Items listed in a dataset
══════

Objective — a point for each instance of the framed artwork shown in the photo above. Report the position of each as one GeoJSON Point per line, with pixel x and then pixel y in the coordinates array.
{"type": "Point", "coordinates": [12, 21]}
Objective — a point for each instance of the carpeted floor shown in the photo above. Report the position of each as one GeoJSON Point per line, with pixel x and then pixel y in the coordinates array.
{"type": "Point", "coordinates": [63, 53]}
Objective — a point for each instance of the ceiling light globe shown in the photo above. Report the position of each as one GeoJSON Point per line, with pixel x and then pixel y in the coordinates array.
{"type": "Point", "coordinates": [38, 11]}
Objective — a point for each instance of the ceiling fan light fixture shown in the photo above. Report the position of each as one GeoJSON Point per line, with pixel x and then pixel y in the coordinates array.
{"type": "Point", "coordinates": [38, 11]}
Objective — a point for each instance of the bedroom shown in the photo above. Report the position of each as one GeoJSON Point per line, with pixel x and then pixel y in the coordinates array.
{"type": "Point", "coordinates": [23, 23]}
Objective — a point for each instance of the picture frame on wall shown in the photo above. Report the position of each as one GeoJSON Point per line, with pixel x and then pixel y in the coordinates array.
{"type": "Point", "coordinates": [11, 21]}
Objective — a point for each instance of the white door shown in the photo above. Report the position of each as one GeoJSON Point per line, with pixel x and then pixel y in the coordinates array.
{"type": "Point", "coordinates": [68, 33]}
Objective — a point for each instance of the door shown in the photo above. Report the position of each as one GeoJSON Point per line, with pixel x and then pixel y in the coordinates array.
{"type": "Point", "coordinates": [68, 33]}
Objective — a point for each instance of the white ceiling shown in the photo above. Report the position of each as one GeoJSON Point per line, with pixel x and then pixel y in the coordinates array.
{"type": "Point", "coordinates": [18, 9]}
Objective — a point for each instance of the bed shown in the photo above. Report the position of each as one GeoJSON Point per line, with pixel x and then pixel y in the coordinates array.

══════

TASK TO CARRY OUT - Copy each of the rows above word for word, with no changes.

FINAL ANSWER -
Objective — a point for each instance of the framed artwork shown in the photo above. Report the position of each as one GeoJSON Point per line, with pixel x and then pixel y in the coordinates array.
{"type": "Point", "coordinates": [12, 21]}
Objective — a point for each instance of the carpeted floor shown in the photo above. Report the position of each as one GeoJSON Point per line, with pixel x and then pixel y in the coordinates array.
{"type": "Point", "coordinates": [63, 53]}
Objective — a point for each instance of the ceiling light globe shown in the photo above. Report the position of each as one GeoJSON Point per line, with pixel x and then pixel y in the coordinates array.
{"type": "Point", "coordinates": [38, 11]}
Objective — a point for each instance of the ceiling fan light fixture shown in the photo above. Report the position of each as one GeoJSON Point per line, with pixel x and then pixel y in the coordinates array.
{"type": "Point", "coordinates": [38, 11]}
Objective — a point for each instance of the bedroom shown in the photo above. Report the position of each as one GeoJSON Point per line, with pixel x and then pixel y in the coordinates array.
{"type": "Point", "coordinates": [23, 23]}
Objective — a point for each instance of the picture frame on wall shown in the photo above. Report the position of each as one GeoJSON Point per line, with pixel x and then pixel y in the coordinates array.
{"type": "Point", "coordinates": [11, 21]}
Objective — a point for each instance of the white door shown in the photo above. Report the position of each as one GeoJSON Point per line, with pixel x and then pixel y in the coordinates array.
{"type": "Point", "coordinates": [68, 33]}
Objective — a point for each instance of the door shown in the photo above. Report the position of each as one GeoJSON Point per line, with pixel x and then pixel y in the coordinates array.
{"type": "Point", "coordinates": [68, 33]}
Objective — a point for each instance of the white ceiling shown in the photo above. Report the position of each as one GeoJSON Point per line, with pixel x and then pixel y in the coordinates array.
{"type": "Point", "coordinates": [18, 9]}
Objective — a point for each instance of the bed shown in the photo above. Report the position of each as one GeoJSON Point per line, with pixel x and then pixel y in the coordinates array.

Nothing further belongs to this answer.